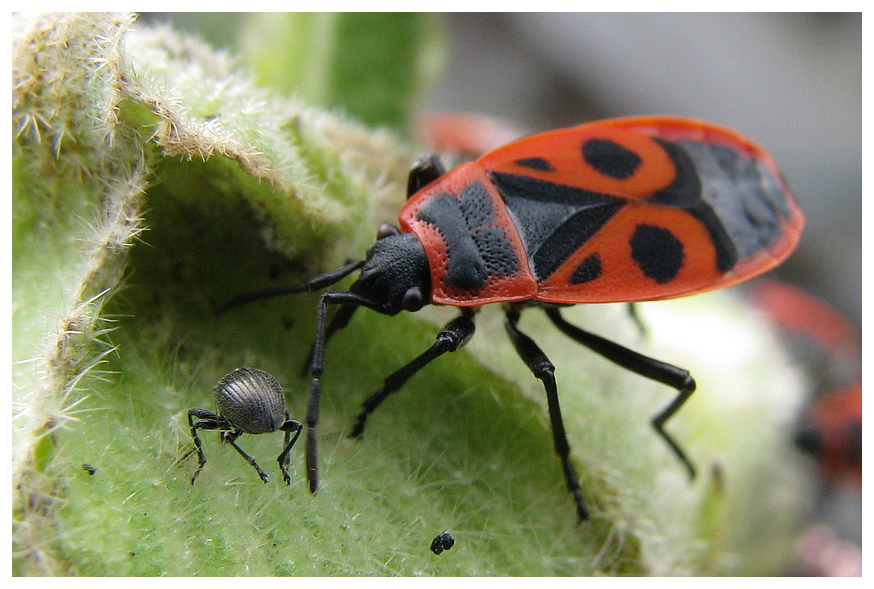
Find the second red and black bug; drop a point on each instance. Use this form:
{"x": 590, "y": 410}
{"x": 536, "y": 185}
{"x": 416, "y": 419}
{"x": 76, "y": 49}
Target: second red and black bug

..............................

**WRITTEN PROBLEM**
Reproduce every line of the rows above verbatim, omitting the pictures.

**TASK RESPONSE**
Find the second red and black bug; drop a point on each instance. Use this form:
{"x": 590, "y": 410}
{"x": 536, "y": 185}
{"x": 416, "y": 419}
{"x": 76, "y": 49}
Target: second red and black bug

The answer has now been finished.